Your task:
Every line below should be copied exactly; drop the pictures.

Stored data
........

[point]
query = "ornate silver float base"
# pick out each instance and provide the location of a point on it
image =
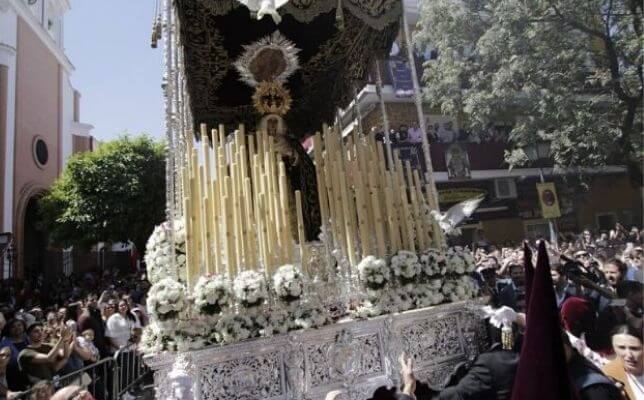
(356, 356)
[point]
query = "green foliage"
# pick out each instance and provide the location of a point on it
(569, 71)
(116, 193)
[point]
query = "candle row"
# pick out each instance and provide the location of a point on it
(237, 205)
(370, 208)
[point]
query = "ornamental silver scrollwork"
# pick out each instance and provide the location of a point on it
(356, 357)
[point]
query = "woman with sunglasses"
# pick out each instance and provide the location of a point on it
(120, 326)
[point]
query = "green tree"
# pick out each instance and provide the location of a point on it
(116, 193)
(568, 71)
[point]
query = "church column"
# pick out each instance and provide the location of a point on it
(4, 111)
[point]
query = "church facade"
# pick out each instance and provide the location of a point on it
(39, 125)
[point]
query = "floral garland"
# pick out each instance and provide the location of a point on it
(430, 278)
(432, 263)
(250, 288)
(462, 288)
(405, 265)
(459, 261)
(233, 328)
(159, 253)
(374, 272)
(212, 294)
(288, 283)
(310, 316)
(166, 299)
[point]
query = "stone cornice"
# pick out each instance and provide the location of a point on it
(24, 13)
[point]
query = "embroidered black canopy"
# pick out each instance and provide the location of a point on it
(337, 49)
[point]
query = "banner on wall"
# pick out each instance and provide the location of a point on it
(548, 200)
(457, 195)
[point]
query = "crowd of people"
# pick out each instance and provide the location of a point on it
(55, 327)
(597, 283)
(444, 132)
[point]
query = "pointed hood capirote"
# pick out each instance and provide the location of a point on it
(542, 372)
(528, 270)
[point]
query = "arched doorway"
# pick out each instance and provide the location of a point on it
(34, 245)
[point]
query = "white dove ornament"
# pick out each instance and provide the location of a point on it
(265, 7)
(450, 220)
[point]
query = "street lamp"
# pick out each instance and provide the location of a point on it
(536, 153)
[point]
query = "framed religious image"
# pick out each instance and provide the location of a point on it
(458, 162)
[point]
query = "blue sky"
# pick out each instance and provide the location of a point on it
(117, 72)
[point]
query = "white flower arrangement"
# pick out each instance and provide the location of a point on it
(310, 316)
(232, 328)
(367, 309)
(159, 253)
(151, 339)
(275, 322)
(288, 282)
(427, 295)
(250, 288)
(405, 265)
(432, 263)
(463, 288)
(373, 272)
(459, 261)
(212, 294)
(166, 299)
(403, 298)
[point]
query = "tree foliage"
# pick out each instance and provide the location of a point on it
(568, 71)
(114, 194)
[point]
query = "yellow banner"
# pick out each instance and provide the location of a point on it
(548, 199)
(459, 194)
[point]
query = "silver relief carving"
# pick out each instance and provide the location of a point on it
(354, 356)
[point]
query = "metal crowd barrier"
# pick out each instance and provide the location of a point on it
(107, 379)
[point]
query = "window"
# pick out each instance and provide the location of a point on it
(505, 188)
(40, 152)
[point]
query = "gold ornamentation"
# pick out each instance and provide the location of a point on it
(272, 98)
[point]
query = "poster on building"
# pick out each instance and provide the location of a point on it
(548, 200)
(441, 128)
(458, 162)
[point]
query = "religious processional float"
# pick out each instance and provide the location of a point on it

........

Worked answer:
[point]
query = "ornate silver float base"
# pick out each instance and provide the location of a point on it
image =
(356, 356)
[point]
query = "green foliage"
# pick out each instance and provide the location of a point on it
(569, 71)
(116, 193)
[point]
query = "candle row"
# pick out each instance and provide the location of a point on it
(237, 205)
(370, 208)
[point]
query = "ornamental silver scrollwork"
# pick out each instance and provide the location of a point on it
(356, 357)
[point]
query = "woman with sunglasses"
# pick out each instance and provide the location of a point on it
(120, 326)
[point]
query = "green tree"
# pick out each instance and provide the location of a point on it
(116, 193)
(568, 71)
[point]
query = "church column"
# pick out each instance and provide the location of a point on it
(4, 111)
[point]
query = "church facade"
# pick out each instance and provide the location of a point on it
(39, 125)
[point]
query = "floral garland"
# pick out each instance and provide the location of a point on it
(430, 278)
(432, 263)
(250, 288)
(462, 288)
(405, 265)
(459, 261)
(233, 328)
(159, 253)
(374, 272)
(212, 294)
(288, 283)
(310, 316)
(166, 299)
[point]
query = "stone cornice"
# pick out each instance and provide the location of a point on it
(24, 13)
[point]
query = "embroidered black canopy"
# pick out each instance and provide the location of a point on it
(337, 49)
[point]
query = "banner on wall"
# pick out each instance and provide the location of a point on it
(548, 200)
(457, 195)
[point]
query = "crowd of people"
# pick out each instance and provide the location of a point on it
(55, 327)
(597, 283)
(444, 132)
[point]
query = "pointed hood capirote"
# pick out each instance and provide the location of a point on it
(542, 372)
(528, 270)
[point]
query = "arched doorway"
# pick out each instance and provide the location of a point on it
(34, 245)
[point]
query = "white dove ornament"
# pick out each instance and provide the location of a point on it
(265, 7)
(450, 220)
[point]
query = "street lamp"
# pick out each instance and provide the location of a point on it
(536, 153)
[point]
query = "framed religious image"
# pick out each instance and provide the location of a point on it
(458, 162)
[point]
query = "blue sky"
# pick out each instance and provide the location of a point on it
(117, 72)
[point]
query = "white flower arrangement"
# pick out each instance and provide the location of a point on it
(310, 316)
(232, 328)
(367, 309)
(159, 253)
(151, 339)
(275, 322)
(288, 282)
(427, 295)
(250, 288)
(405, 265)
(432, 263)
(463, 288)
(373, 272)
(459, 261)
(212, 294)
(166, 299)
(403, 298)
[point]
query = "tree foliage"
# pick out each instance and provide the location of a point on it
(568, 71)
(114, 194)
[point]
query = "yellow banner"
# pick out each instance and provide the location of a point on it
(548, 199)
(459, 194)
[point]
query = "silver relief carving"
# pick out each instance and provide the location of a point on it
(354, 356)
[point]
query = "metal crowd barrier"
# pick out each instance and provide the location of a point on it
(107, 379)
[point]
query = "window"
# pick out each instance and provide the location of a point on it
(505, 188)
(40, 152)
[point]
query = "gold ornamentation"
# pick out each instance and provide the location of a point on it
(272, 98)
[point]
query = "poster on building"
# pick out each instance and provide the location of a point on it
(548, 200)
(441, 128)
(458, 162)
[point]
query = "religious processional float"
# pick out each instance and provide the location of a point on it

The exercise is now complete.